▸ MATERIAL FOR THIS TASK
==*==

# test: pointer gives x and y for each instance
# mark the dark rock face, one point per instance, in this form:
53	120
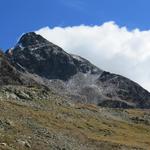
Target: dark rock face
73	74
8	74
37	55
123	89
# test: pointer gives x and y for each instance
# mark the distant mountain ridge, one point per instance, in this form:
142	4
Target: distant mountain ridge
46	63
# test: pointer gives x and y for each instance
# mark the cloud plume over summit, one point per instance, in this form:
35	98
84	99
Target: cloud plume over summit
108	46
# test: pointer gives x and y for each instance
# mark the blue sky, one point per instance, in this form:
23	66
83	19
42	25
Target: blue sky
20	16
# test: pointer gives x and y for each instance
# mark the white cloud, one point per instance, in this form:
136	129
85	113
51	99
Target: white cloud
110	47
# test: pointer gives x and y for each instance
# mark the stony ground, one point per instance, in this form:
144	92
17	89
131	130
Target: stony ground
39	119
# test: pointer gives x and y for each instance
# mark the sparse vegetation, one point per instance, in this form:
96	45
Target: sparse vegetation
56	123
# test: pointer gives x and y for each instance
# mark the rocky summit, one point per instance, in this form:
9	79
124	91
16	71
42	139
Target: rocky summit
53	100
49	65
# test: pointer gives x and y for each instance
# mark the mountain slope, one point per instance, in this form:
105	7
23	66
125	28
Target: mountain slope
73	75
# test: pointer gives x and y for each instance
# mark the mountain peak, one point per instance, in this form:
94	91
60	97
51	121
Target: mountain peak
31	39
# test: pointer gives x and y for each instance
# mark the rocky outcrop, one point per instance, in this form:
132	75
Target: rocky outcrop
39	56
49	65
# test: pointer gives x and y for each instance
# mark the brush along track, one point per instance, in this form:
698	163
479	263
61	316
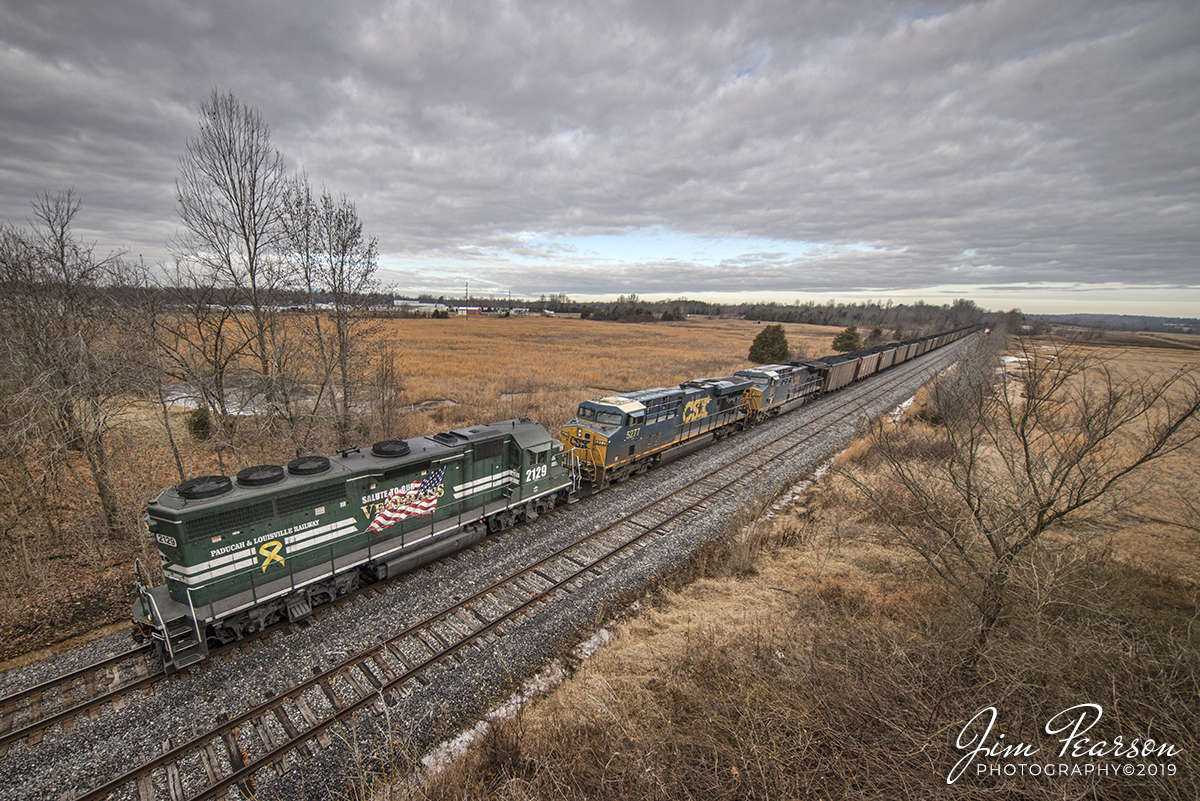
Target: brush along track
300	721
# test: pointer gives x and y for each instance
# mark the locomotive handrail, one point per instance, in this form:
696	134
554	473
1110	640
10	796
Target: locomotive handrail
166	636
196	626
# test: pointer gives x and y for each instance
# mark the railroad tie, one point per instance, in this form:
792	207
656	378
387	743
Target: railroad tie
281	715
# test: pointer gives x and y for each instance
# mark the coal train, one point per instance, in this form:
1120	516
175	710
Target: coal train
270	543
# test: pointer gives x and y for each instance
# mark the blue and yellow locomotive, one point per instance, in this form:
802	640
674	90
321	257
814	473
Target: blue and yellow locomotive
613	438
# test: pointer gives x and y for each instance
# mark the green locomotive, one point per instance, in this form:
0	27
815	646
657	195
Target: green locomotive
239	554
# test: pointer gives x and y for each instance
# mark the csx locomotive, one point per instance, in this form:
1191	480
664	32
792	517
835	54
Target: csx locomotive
613	438
273	542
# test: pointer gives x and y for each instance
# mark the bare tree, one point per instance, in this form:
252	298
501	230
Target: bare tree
66	343
231	190
336	265
1018	453
198	344
348	275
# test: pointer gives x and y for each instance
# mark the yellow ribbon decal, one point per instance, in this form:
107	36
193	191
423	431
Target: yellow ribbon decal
270	552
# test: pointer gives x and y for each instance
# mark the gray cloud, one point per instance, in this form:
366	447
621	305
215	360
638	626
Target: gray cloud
967	143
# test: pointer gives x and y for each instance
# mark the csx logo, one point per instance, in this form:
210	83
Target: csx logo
695	409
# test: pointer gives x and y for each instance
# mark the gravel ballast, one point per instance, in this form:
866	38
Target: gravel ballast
96	750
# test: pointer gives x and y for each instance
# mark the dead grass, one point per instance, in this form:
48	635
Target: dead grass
70	582
816	660
541	368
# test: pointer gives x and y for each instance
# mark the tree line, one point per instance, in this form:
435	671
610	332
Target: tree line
261	309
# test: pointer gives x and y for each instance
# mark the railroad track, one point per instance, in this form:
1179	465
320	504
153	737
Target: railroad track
25	714
289	727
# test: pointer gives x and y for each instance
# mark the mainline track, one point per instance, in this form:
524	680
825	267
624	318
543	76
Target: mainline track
299	721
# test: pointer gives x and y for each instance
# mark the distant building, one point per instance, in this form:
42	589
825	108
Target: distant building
419	309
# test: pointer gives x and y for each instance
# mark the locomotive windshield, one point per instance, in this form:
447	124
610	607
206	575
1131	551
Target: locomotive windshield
601	416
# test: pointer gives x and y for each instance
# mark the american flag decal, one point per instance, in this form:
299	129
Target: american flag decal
415	499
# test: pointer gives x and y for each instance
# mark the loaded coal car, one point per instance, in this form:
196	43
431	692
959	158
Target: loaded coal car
612	438
269	544
778	389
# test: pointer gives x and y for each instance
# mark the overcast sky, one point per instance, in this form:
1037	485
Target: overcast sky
1033	154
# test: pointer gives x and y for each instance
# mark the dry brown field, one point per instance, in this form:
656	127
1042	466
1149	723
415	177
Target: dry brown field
828	662
489	368
493	368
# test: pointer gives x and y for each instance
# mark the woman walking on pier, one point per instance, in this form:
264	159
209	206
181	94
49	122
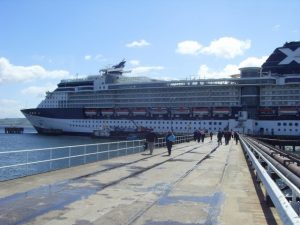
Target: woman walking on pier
170	138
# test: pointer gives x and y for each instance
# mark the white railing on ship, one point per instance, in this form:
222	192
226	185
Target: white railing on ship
288	211
15	164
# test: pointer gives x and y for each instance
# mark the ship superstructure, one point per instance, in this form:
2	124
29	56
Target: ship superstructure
262	100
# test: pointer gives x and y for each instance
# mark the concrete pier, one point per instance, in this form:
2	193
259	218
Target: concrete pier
200	183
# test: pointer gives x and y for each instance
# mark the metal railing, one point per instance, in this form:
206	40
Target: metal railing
288	210
15	164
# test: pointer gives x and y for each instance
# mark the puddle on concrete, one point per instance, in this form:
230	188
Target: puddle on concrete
23	207
211	200
214	203
169	222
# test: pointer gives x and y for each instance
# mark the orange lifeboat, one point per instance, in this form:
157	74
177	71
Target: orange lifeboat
90	112
122	112
139	112
221	111
159	111
107	112
266	111
288	110
180	111
203	111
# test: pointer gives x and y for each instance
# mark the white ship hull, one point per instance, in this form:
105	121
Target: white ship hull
88	126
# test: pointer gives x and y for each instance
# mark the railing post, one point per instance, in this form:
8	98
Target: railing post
69	157
118	148
51	159
97	152
27	162
84	155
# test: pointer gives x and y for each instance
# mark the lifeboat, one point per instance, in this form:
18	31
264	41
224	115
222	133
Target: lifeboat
159	111
288	110
200	111
90	112
139	112
221	111
107	112
266	111
122	112
180	111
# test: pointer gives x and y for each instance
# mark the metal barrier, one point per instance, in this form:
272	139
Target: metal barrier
15	164
288	211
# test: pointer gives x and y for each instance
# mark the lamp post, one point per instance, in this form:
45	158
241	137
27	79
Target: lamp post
172	99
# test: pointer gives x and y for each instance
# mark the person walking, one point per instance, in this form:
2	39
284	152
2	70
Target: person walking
211	134
236	137
170	138
219	136
151	137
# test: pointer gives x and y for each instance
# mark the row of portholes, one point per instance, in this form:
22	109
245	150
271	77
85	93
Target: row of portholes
176	128
283	124
147	122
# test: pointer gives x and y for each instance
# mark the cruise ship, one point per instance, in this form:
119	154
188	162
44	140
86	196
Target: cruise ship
260	100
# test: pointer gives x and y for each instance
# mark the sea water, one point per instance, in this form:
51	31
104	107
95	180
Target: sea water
31	140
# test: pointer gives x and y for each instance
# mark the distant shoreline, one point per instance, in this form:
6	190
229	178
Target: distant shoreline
23	122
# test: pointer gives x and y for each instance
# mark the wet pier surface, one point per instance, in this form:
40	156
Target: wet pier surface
200	183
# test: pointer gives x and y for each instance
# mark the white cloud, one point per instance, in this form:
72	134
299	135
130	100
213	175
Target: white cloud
188	48
38	91
10	108
276	27
134	62
140	43
87	57
145	70
230	69
253	61
13	73
98	58
226	47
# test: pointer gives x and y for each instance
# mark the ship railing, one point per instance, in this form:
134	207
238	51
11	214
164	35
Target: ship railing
21	163
288	209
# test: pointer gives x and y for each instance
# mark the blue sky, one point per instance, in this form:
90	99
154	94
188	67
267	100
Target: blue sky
44	41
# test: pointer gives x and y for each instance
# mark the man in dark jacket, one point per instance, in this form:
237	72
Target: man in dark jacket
150	139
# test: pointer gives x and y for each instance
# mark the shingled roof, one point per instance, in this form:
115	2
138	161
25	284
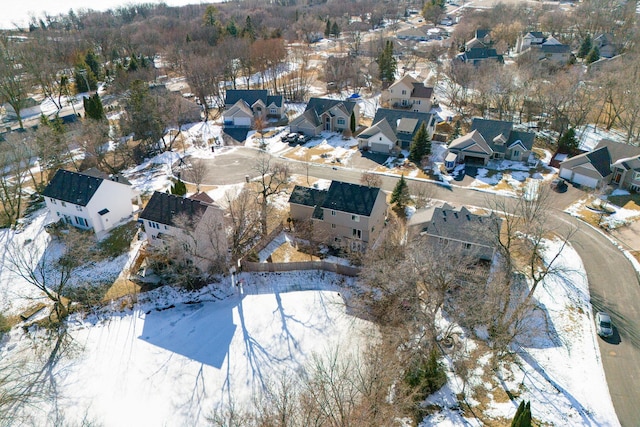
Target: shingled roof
351	198
72	187
163	208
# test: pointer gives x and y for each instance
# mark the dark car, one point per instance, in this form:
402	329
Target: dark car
559	185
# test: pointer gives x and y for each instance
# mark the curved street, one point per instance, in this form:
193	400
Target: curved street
613	282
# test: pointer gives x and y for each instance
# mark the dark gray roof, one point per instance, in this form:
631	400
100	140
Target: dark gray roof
351	198
307	196
250	96
393	116
618	150
462	225
490	129
163	208
72	187
317	106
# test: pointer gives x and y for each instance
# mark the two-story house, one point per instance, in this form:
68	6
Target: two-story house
195	222
242	106
322	114
408	94
492	139
88	202
394	130
350	216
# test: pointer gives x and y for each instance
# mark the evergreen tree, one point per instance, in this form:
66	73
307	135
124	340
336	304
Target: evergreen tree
248	30
93	108
387	63
335	30
593	56
400	195
522	418
420	146
585	47
568	143
179	188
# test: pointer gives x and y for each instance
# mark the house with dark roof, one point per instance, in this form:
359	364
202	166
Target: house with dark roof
408	94
462	230
88	202
609	162
322	114
193	221
394	130
242	106
492	139
345	215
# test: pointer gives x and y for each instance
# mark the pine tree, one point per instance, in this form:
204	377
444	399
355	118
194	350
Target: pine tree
335	30
420	146
400	195
568	142
93	108
585	47
179	188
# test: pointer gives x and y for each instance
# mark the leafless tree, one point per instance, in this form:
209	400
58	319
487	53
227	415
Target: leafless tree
272	179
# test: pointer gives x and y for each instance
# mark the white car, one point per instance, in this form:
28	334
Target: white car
604	325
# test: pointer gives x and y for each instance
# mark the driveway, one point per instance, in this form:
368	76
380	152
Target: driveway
613	282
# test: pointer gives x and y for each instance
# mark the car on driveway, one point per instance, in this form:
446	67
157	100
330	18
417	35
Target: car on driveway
604	327
559	185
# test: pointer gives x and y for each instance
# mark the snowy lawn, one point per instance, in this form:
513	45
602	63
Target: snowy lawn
178	356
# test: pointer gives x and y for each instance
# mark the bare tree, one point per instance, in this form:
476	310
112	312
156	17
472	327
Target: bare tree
272	179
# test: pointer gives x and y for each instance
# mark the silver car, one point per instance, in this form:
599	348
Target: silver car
604	325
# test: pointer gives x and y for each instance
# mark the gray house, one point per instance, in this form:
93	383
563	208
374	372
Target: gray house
346	215
324	114
460	229
492	139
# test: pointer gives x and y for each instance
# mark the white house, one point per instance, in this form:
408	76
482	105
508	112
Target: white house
88	202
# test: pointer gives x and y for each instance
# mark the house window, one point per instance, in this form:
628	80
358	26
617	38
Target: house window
81	222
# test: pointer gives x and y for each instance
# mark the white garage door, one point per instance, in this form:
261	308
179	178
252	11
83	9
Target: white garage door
585	180
242	121
565	173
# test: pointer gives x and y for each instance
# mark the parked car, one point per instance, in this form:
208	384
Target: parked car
604	327
559	185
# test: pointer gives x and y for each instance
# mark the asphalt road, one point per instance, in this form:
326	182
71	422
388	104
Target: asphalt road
613	283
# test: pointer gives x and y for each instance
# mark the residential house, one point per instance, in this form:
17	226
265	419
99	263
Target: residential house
609	162
88	202
243	106
606	46
460	229
479	55
394	130
544	48
481	39
408	94
322	114
350	216
492	139
195	221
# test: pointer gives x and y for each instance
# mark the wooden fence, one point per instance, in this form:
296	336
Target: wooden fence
301	265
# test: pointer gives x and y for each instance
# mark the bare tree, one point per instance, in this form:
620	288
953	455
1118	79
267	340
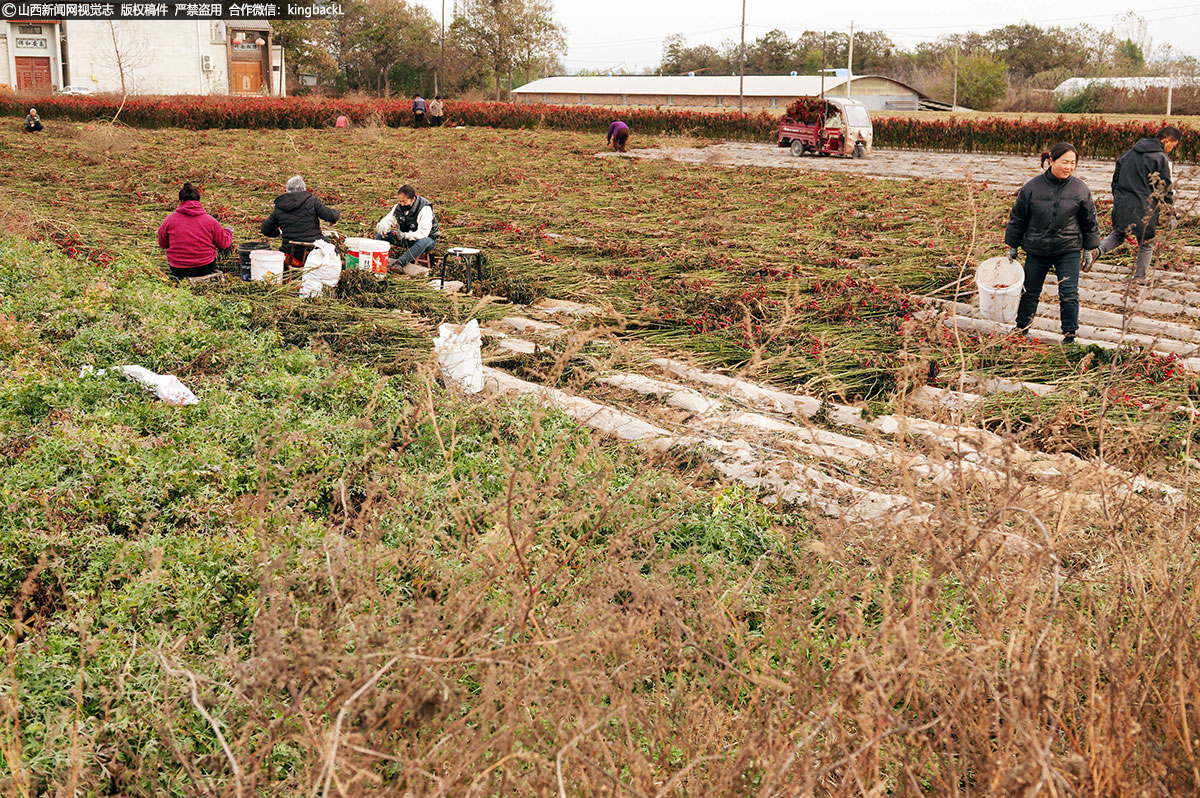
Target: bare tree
127	51
504	34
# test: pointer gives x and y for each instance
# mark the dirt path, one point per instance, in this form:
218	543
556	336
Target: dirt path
1005	172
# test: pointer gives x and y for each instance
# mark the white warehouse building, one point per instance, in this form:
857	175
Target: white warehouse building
877	93
144	57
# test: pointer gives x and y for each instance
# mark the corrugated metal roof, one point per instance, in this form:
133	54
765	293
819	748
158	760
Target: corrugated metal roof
756	85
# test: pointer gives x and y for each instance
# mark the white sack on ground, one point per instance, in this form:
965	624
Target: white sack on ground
457	348
166	387
323	267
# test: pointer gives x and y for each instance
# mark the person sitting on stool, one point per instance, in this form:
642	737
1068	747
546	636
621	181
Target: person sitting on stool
409	222
297	219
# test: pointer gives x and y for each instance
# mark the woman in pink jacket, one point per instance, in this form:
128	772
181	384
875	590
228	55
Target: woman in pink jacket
191	237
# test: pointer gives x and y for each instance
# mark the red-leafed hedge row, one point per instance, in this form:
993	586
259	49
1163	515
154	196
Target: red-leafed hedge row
1093	137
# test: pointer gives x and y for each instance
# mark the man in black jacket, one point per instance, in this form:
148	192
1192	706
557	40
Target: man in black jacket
297	217
1141	185
33	121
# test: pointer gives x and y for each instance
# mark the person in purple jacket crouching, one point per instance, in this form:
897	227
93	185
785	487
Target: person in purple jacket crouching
191	237
618	135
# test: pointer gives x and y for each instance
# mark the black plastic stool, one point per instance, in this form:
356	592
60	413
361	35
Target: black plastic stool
469	258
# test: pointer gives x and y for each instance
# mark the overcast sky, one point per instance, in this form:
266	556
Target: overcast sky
628	34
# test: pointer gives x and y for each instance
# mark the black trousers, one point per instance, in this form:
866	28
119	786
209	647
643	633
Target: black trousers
193	271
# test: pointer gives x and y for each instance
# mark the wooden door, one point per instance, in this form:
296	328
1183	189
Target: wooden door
34	75
247	77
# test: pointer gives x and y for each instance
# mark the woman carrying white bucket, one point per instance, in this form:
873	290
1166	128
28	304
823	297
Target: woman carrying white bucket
1054	221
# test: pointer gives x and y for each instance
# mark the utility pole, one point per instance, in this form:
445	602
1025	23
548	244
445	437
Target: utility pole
822	65
742	61
442	58
954	102
850	60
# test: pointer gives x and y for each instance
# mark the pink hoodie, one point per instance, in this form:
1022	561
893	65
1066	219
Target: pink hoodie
191	237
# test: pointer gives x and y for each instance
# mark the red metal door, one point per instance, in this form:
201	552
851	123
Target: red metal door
247	77
34	75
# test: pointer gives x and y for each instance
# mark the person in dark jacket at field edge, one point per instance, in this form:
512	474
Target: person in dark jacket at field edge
1054	221
297	217
1141	185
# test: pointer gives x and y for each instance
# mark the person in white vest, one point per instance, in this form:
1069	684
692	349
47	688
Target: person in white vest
409	222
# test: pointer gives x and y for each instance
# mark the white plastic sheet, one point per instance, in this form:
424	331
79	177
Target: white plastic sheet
166	387
323	267
459	355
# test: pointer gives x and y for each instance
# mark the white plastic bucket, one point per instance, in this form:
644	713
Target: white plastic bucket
371	255
267	264
1000	282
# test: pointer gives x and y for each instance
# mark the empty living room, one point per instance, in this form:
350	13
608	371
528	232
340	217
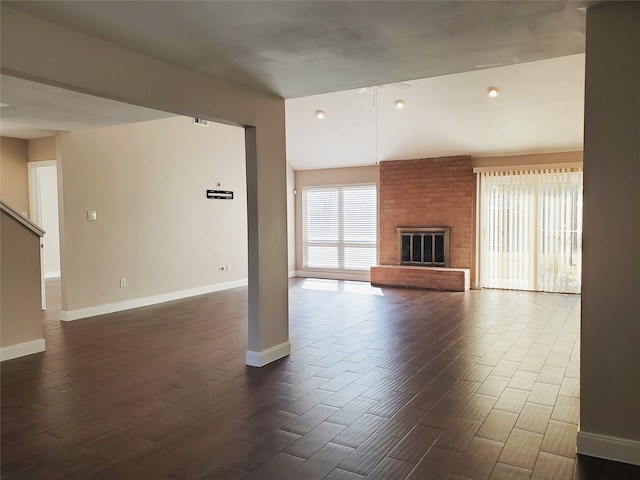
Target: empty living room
319	240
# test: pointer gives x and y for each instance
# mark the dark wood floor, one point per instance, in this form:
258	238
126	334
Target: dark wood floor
383	384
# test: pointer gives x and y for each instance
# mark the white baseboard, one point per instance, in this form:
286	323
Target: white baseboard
364	276
260	359
146	301
612	448
21	349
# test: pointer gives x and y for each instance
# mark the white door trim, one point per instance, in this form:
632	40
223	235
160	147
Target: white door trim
35	214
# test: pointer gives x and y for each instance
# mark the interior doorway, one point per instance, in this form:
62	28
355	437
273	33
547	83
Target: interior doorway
43	206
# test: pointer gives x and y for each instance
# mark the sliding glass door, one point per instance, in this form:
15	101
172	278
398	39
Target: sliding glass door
531	229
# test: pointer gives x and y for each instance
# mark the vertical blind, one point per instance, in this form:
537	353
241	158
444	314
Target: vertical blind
339	227
531	224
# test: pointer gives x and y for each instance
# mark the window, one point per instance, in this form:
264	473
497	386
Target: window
339	227
531	224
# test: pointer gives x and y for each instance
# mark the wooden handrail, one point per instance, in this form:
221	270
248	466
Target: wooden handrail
24	221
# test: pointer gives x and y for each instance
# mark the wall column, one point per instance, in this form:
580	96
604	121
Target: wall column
610	338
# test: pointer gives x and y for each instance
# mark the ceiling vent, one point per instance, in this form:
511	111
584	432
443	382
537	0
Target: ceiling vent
201	122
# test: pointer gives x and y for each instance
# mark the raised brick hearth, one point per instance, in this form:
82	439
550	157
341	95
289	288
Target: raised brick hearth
426	192
431	278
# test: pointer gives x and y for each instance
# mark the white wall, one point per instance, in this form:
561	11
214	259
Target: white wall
155	227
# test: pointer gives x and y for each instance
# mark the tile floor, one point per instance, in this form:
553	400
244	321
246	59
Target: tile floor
381	384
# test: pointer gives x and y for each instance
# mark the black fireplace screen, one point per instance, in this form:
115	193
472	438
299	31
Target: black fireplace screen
424	246
423	249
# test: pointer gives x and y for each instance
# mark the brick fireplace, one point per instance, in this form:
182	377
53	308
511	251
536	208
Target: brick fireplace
425	195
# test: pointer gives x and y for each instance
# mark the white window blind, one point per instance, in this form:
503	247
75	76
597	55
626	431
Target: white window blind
339	227
531	223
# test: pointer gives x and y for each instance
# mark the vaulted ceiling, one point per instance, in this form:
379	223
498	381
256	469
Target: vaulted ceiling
298	50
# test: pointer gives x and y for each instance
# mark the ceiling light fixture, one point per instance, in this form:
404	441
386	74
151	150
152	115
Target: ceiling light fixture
493	92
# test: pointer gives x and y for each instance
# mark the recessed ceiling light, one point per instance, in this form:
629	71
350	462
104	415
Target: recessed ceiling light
493	92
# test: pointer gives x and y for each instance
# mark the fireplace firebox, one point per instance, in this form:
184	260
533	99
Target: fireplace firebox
423	246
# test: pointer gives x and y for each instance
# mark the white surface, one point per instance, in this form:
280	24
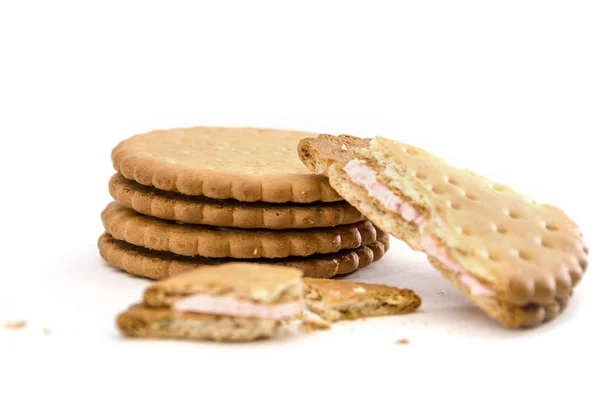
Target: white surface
510	90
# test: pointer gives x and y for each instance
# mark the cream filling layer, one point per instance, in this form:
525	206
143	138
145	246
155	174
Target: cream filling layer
232	306
365	177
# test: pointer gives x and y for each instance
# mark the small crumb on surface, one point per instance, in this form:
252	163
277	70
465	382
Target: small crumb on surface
17	324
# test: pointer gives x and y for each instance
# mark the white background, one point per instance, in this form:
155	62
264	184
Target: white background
508	88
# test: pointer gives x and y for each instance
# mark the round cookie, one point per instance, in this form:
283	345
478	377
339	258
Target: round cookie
197	240
229	213
158	265
245	164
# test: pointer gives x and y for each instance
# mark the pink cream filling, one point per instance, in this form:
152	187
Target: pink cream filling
366	177
231	306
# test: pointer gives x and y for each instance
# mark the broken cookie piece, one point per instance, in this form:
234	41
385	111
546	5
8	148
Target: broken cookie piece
336	300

==*==

▸ YOUR TASK
Locate each line in the rows above that contains the word "dead", and copy every such line in full. Uppercase and lowercase count as different letters.

▸ EXERCISE ANSWER
# mark the dead grass, one point per instance, in this form:
Target: dead grass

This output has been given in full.